[Lines of data]
+--

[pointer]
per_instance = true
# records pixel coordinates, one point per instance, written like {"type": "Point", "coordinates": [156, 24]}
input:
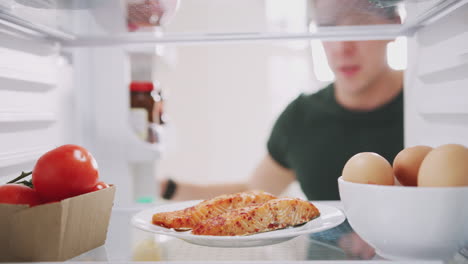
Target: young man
{"type": "Point", "coordinates": [316, 134]}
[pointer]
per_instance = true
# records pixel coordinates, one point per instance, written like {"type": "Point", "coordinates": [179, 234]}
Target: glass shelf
{"type": "Point", "coordinates": [110, 22]}
{"type": "Point", "coordinates": [127, 244]}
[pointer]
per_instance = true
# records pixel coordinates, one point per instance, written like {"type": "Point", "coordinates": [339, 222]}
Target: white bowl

+--

Instructions for the task>
Quote each line of the listing exactly, but leave the pictures out.

Full response>
[pointer]
per_instance = true
# records pixel coordinates, one point per instance, written like {"type": "Point", "coordinates": [156, 24]}
input:
Target: young man
{"type": "Point", "coordinates": [316, 134]}
[pointer]
per_instance = true
# records pixel coordinates, one point per instance, written like {"type": "Point", "coordinates": [179, 234]}
Target: glass shelf
{"type": "Point", "coordinates": [110, 22]}
{"type": "Point", "coordinates": [127, 244]}
[pointer]
per_instance = true
# records pixel coordinates, one point per instance, written like {"type": "Point", "coordinates": [339, 222]}
Target: white bowl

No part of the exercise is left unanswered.